_TEXT EXCERPT_
Christian van Maaren, founder of Excess Materials Exchange
The pilot seems to have worked out really well and has shown there's quite a value to be created through sustainability and circular economy. According to the final report, the Excess Materials Exchange team had identified 18 “material flows” for the participants that could potentially create “€64 million in financial value and a reduction of €54 million in environmental damage (eco-cost), resulting in a total value creation of €118 million.”
For example, the Dutch rail network infrastructure caretaker ProRail was looking for a better end-of-life destination for the old railway tracks. Normally, most of them would be exported to Asia or Turkey and sold for scrap at a relatively low price. Instead, Excess Materials Exchange proposed three circular reuse possibilities: as construction beams in buildings, as a functional support structure in the shifting water sides of the Amsterdam canals, or in touristic structures such as bike racks, information panels, or wildlife grids.
Building a business, sustainably
With €850,000 of funding raised so far, Excess Materials Exchange is one of the smaller scale-ups in this year's Techleap Rise programme. It is, however, currently looking for additional investment to fuel its expansion plans. The startup is specifically looking to raise money from social impact VCs who understand the specifics of the business and aren't after quick returns.
“We want to scale up within the Netherlands, then within Europe, and after that worldwide,” Damen said.
The firm is still figuring out the payment model it will employ in order to make sure it can stay afloat long-term. From Damen's perspective, the next few years will bring the ideas Excess Materials Exchange is built upon to the mainstream.
“At the moment, we're setting up the organisation in such a way that it is possible to deal with the longer lead times, because, as they say, you're always too early until you're too late,” Damen said. “So we're trying to get everything ready in time for that tipping point.”

_ENTRIES SUPPLIED_

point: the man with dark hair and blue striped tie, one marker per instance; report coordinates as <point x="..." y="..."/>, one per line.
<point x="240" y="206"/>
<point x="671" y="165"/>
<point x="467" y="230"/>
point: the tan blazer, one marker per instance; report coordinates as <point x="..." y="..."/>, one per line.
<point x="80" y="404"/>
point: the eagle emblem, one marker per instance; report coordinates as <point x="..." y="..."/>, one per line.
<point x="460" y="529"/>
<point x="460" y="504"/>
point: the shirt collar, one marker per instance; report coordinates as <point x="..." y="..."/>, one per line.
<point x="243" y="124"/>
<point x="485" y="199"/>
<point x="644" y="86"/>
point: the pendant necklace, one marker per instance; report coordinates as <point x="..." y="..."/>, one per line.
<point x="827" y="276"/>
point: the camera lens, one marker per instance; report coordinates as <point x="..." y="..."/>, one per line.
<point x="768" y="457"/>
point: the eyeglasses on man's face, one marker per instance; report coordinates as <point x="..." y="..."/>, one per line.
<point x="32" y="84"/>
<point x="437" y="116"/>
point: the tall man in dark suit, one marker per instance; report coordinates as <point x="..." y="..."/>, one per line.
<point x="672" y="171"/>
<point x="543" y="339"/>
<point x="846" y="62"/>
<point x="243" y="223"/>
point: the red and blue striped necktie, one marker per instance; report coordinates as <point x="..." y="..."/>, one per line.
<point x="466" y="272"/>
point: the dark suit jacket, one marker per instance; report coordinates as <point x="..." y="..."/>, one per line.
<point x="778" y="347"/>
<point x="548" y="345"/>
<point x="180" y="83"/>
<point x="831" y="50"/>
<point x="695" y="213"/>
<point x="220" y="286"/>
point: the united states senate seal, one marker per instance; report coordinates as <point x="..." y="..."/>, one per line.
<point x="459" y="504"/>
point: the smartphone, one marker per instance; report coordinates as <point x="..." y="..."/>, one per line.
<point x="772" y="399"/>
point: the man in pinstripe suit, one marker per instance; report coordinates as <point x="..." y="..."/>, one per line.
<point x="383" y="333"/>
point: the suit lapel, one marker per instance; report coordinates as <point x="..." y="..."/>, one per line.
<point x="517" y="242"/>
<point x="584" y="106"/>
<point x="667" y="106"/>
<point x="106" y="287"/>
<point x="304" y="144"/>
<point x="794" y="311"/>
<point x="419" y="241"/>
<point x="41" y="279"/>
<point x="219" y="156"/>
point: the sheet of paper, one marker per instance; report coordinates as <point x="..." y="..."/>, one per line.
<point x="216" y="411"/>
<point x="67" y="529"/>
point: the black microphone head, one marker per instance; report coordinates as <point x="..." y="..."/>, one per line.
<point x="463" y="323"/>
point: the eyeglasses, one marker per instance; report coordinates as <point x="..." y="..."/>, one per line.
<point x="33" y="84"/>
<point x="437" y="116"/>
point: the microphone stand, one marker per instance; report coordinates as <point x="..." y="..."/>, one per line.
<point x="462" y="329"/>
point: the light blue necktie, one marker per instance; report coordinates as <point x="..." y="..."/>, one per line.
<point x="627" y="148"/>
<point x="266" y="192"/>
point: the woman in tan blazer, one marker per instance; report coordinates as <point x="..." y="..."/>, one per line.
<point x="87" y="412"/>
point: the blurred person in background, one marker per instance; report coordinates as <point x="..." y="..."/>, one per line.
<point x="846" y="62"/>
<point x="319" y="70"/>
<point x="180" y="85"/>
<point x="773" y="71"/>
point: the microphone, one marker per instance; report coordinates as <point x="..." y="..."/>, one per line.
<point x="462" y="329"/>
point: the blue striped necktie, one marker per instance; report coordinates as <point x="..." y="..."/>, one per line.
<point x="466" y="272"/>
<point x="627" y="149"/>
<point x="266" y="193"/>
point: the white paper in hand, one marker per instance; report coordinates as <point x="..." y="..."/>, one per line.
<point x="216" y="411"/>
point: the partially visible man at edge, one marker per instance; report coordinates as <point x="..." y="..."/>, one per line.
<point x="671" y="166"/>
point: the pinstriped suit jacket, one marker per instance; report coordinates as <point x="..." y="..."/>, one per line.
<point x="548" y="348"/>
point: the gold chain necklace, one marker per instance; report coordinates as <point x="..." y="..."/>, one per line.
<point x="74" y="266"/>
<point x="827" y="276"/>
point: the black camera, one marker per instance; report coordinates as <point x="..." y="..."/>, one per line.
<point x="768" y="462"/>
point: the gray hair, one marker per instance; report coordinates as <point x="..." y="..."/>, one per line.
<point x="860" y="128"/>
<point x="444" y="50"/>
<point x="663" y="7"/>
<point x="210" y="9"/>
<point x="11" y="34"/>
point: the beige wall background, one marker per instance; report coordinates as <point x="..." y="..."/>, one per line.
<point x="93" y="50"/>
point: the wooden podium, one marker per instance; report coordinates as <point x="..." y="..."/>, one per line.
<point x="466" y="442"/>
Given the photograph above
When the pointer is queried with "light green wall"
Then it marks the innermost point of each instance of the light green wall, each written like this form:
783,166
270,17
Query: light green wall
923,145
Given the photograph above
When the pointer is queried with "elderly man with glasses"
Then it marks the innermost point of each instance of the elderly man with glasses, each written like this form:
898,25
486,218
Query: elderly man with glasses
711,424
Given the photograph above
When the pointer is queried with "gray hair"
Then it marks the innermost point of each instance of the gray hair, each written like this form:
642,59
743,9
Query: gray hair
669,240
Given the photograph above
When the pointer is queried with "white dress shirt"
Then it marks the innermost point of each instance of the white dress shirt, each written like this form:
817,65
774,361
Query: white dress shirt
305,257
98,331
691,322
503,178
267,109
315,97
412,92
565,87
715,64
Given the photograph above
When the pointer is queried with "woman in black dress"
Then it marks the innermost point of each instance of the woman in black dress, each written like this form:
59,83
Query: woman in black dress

_TASK INSTRUCTIONS_
Extend the text about Excess Materials Exchange, picking up after its final sentence. The items come from a different source than the text about Excess Materials Exchange.

_REPLY_
Although the COVID-19 crisis initially led to many of the startup's customers putting their sustainability projects on hold, Excess Materials Exchange is now seeing an uptick in demand again. This reassures Damen, who puts an emphasis on the economic viability of her project, that sustainability can be more than empty words and a checkmark in a yearly corporate report.
“We did not actually start this company simply because we wanted to run a company,” Damen concluded. “I didn't at all. I just want to make a difference and I want to change a paradigm. But we're not an NGO and there is a business model behind everything we do.”
To polish that business model, Excess Materials Exchange entered the second batch of the Techleap Rise programme, which provides scale-ups based in the Netherlands with coaching and networking opportunities to accelerate their growth.
“The programme has just started, but the network has already been quite helpful,” Damen said. “We also value the actual expertise that the programme brings in, the actual stories that illustrate how other people and companies have done it. That’s where peer-to-peer learning comes into play.”